2. Rate, Work, and Distance Problems
These three problem types all use the same underlying formula, just arranged differently.
Must Know: Distance = Rate × Time (D = RT). Rearrange as needed: T = D/R and R = D/T.
For work problems, reframe them as rate problems. If a printer finishes a job in 4 hours, its rate is 1/4 of the job per hour. When two workers (or machines) work together, their rates add.
Must Know: Combined work rate = 1/r₁ + 1/r₂. Time to finish together = 1 ÷ (combined rate). Rates add — times do not.
For round-trip or average speed problems, the GRE loves to bait you into averaging the two speeds. Never do that. Average speed = Total distance ÷ Total time, always.

TASKS:
A. Answer these questions from the section on rate, work, and distance problems:
(i) What is the rate of a printer that finishes a job in 4 hours?
(ii) How is the time for two workers to finish together found?
(iii) How is average speed calculated?
B. In the section on rate, work, and distance problems, turn the paragraph beginning "For work problems, reframe them" into a short bulleted list that keeps its main facts.
C. From the section on rate, work, and distance problems, extract the passage word for word, starting at the words "2. Rate, Work, and" and ending after "Total time, always.".
The entries that come next are not needed here.

STORED RECORDS:

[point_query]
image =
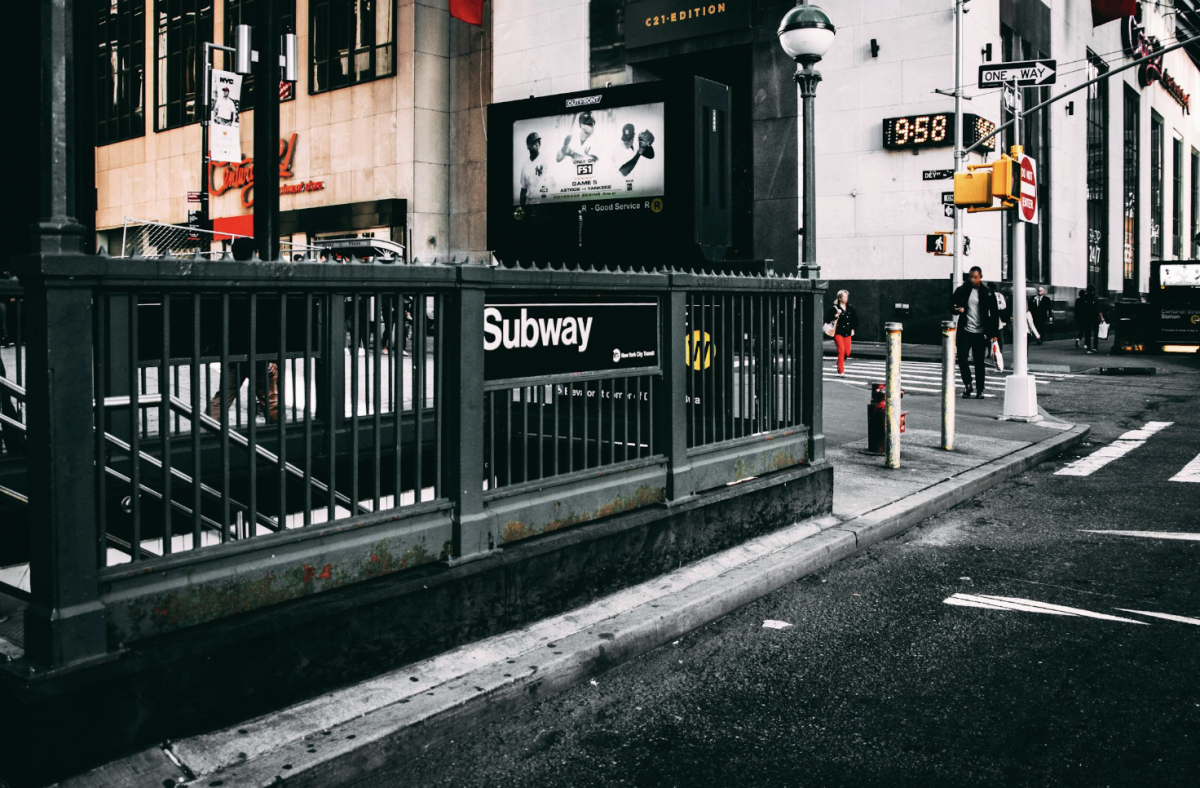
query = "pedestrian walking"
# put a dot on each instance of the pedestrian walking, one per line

--

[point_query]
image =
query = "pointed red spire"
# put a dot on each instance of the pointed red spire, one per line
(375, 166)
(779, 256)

RESULTS FOR EACH TASK:
A.
(i) 1/4 of the job per hour.
(ii) By dividing 1 by the combined rate.
(iii) Total distance ÷ total time.

B.
- Treat work problems as rate problems.
- A printer that finishes a job in 4 hours has a rate of 1/4 of the job per hour.
- When two workers or machines work together, their rates add.

C.
2. Rate, Work, and Distance Problems
These three problem types all use the same underlying formula, just arranged differently.
Must Know: Distance = Rate × Time (D = RT). Rearrange as needed: T = D/R and R = D/T.
For work problems, reframe them as rate problems. If a printer finishes a job in 4 hours, its rate is 1/4 of the job per hour. When two workers (or machines) work together, their rates add.
Must Know: Combined work rate = 1/r₁ + 1/r₂. Time to finish together = 1 ÷ (combined rate). Rates add — times do not.
For round-trip or average speed problems, the GRE loves to bait you into averaging the two speeds. Never do that. Average speed = Total distance ÷ Total time, always.